* WHAT IS NEEDED *
Reproduce each of the rows below word for word, with no changes.

* DATASET CONTENT *

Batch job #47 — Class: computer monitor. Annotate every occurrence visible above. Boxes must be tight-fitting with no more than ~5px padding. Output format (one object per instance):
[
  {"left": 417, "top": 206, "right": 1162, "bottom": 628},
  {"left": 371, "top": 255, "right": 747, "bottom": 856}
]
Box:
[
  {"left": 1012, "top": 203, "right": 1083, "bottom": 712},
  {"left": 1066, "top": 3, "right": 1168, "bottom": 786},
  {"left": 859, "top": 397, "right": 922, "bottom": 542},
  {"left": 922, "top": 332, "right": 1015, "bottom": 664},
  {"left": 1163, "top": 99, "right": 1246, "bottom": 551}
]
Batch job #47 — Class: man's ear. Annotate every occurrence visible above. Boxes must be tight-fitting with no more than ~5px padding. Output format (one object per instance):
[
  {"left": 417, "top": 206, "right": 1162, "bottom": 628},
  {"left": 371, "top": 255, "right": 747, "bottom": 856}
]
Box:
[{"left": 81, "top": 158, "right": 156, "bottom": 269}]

* WRITTEN RESPONSE *
Batch job #47 — Class: computer monitor. Annotate every occurrence visible above. Boxes must be tight-fitting with no more than ~5px padding. Output format (one object per instance):
[
  {"left": 417, "top": 206, "right": 1162, "bottom": 628},
  {"left": 371, "top": 255, "right": 747, "bottom": 856}
]
Box:
[
  {"left": 1012, "top": 203, "right": 1083, "bottom": 712},
  {"left": 1066, "top": 3, "right": 1168, "bottom": 786},
  {"left": 859, "top": 397, "right": 922, "bottom": 542},
  {"left": 922, "top": 332, "right": 1015, "bottom": 664},
  {"left": 1163, "top": 99, "right": 1246, "bottom": 551}
]
Batch job #47 — Class: man's ear. Annotate every occurrence visible above. Boxes must be tight-fitting with no more than ~5px padding. Output format (one object per instance):
[
  {"left": 417, "top": 206, "right": 1162, "bottom": 628},
  {"left": 371, "top": 255, "right": 747, "bottom": 856}
]
Box:
[{"left": 81, "top": 158, "right": 156, "bottom": 269}]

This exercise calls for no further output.